[Natural-language object grounding data]
......

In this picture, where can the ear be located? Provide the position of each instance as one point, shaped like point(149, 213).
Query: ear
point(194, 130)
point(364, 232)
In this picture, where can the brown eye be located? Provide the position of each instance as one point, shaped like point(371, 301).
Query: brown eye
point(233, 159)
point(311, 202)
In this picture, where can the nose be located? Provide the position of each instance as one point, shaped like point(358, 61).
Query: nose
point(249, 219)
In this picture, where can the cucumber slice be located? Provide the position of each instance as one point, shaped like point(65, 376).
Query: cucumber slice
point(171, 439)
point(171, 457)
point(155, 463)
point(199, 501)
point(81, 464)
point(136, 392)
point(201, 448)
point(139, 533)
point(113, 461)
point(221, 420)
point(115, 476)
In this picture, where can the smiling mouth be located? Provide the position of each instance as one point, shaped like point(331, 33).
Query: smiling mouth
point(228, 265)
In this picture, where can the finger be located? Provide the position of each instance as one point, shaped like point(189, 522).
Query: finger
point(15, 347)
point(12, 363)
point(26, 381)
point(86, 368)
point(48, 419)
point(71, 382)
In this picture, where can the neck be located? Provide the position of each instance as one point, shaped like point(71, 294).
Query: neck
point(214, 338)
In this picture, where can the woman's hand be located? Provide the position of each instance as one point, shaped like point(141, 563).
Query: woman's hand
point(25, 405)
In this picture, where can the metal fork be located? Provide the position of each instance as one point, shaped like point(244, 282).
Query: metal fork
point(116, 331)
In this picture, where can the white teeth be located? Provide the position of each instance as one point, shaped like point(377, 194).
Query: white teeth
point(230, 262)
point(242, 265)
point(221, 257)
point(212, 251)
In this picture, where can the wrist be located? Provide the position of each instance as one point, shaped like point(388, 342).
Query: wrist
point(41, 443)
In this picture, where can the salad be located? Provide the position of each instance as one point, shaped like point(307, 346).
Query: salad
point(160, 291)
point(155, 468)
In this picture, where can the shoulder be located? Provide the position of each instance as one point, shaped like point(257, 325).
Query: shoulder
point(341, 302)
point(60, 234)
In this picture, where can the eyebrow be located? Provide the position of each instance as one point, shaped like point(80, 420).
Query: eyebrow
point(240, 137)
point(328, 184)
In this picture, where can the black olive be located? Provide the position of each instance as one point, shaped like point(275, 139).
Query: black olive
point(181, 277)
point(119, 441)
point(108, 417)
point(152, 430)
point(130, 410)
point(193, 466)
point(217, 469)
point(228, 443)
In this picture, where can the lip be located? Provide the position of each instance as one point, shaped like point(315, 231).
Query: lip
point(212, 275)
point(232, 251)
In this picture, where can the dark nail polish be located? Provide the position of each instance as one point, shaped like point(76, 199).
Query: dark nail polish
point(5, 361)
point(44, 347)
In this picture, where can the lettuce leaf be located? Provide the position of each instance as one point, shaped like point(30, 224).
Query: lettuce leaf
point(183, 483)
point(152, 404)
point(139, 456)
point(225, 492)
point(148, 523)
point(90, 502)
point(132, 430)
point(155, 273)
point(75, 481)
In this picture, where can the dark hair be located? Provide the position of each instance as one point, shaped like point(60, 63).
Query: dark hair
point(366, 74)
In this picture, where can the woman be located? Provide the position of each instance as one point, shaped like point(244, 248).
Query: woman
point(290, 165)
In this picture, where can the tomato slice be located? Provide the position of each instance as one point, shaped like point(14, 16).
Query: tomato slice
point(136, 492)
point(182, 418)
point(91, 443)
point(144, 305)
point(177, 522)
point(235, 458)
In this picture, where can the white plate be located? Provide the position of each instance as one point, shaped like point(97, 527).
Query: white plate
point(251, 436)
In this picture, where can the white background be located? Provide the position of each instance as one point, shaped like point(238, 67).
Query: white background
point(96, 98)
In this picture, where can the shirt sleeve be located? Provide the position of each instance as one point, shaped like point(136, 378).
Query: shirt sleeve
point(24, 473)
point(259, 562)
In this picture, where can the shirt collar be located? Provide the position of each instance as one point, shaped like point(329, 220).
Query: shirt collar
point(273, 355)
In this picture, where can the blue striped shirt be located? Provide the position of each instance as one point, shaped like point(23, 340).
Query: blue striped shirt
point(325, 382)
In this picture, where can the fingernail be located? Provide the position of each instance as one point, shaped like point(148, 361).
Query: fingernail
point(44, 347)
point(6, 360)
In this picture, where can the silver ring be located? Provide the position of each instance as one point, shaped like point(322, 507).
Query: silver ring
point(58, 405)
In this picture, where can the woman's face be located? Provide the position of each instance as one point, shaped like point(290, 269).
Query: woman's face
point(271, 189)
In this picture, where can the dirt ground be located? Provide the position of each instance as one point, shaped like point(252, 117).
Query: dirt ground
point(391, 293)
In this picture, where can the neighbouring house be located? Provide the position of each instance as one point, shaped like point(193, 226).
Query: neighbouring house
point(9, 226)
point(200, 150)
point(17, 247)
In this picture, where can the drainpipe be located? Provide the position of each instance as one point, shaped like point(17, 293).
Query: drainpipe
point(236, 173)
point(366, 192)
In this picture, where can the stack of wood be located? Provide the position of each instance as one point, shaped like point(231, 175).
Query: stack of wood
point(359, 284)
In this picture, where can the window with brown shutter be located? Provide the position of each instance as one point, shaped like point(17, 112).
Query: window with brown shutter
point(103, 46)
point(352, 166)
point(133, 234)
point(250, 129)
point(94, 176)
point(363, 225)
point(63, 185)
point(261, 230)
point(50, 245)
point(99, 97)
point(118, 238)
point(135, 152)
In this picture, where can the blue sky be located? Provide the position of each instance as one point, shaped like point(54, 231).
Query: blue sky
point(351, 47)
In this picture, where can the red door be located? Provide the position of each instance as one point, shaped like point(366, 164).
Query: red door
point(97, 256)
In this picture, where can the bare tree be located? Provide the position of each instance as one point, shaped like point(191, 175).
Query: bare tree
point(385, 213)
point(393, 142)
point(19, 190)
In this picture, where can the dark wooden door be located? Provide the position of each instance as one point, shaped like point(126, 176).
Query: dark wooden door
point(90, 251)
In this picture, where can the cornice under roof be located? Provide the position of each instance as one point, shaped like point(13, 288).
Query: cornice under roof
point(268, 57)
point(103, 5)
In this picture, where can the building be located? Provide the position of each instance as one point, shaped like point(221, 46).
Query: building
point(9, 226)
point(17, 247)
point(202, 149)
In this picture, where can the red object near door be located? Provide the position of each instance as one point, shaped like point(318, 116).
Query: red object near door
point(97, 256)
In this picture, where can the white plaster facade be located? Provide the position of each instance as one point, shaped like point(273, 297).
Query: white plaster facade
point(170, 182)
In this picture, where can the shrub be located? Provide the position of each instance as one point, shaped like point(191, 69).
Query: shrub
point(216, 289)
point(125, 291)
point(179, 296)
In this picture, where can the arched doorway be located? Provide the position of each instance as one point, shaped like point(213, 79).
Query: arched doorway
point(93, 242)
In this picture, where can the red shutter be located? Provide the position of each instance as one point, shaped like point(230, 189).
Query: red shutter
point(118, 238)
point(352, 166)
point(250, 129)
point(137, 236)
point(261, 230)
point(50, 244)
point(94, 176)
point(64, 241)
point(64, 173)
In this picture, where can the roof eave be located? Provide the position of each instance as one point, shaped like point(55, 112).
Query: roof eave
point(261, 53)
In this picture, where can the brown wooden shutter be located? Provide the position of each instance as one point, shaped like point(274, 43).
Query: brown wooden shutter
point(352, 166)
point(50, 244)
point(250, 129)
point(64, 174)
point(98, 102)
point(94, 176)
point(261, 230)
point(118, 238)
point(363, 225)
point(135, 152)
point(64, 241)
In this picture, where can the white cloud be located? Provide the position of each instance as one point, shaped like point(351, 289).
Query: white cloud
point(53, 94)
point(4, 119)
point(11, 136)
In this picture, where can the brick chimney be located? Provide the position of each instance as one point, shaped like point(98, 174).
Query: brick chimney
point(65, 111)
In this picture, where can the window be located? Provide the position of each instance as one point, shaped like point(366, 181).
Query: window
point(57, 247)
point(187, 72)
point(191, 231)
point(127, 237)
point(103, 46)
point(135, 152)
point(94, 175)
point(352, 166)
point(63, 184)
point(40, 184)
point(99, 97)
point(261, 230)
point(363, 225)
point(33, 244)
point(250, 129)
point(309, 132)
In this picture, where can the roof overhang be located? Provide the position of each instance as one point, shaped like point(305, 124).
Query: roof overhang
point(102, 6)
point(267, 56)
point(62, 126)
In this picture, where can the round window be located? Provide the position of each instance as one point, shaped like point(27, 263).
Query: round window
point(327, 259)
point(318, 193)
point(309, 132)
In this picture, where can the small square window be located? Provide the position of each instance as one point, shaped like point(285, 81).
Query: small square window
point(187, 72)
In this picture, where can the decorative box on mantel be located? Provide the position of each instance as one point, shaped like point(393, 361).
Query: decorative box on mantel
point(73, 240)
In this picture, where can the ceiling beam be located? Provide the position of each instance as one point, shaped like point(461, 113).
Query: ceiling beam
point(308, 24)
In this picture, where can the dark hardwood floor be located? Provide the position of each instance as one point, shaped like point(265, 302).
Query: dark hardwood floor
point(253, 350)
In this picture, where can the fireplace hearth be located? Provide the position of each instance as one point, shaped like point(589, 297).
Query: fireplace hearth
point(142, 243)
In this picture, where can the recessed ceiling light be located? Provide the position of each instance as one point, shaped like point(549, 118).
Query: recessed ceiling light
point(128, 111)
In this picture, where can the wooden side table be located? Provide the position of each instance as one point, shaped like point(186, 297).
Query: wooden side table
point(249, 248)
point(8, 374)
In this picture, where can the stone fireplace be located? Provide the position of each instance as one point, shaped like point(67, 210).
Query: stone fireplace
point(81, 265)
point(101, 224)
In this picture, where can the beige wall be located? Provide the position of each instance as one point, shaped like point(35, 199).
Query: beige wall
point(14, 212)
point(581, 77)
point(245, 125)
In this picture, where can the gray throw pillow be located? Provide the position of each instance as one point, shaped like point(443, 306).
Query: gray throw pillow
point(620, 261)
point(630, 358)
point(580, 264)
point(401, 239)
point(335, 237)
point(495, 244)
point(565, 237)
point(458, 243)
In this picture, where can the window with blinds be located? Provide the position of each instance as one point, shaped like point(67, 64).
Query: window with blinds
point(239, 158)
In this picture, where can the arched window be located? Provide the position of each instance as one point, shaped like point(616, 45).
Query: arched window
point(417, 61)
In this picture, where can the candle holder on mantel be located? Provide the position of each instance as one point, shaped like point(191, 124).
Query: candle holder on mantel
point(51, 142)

......

:: Work item ::
The answer is the run of lines above from the line containing "In this picture, where can the blue sky" through the line containing "In this picture, where can the shrub", copied exactly and alone.

:: Answer to this exercise ::
In this picture, where can the blue sky be located? Provide the position of each instance as one point, shaped like point(54, 231).
Query: blue sky
point(351, 47)
In this picture, where can the red door be located? Provide the position of each instance as one point, shaped like point(366, 164).
Query: red door
point(97, 256)
In this picture, where can the bare tree be located? Provide the position of each instance as one point, shaped like point(191, 175).
Query: bare tree
point(385, 213)
point(393, 142)
point(19, 190)
In this picture, where can the dark wooden door be located? Provide the position of each instance as one point, shaped like point(126, 176).
Query: dark wooden door
point(90, 251)
In this picture, where can the cornice under roof be located? Provide the position of each instance as one point, shaped like point(13, 288).
Query: cornice under roof
point(268, 57)
point(103, 5)
In this picture, where can the building be located? Provide the position of each instance as one point, shaped like point(221, 46).
Query: building
point(9, 226)
point(17, 247)
point(202, 149)
In this picture, where can the red object near door be located? Provide the position of each instance as one point, shaped like point(318, 116).
Query: red object near door
point(97, 256)
In this picture, where can the white plaster facade be located? Provide the position of each instance as one point, shaped like point(273, 297).
Query: white plaster facade
point(170, 182)
In this picture, where can the shrub be located? Provide the position of each instance as one point, shaped like point(191, 69).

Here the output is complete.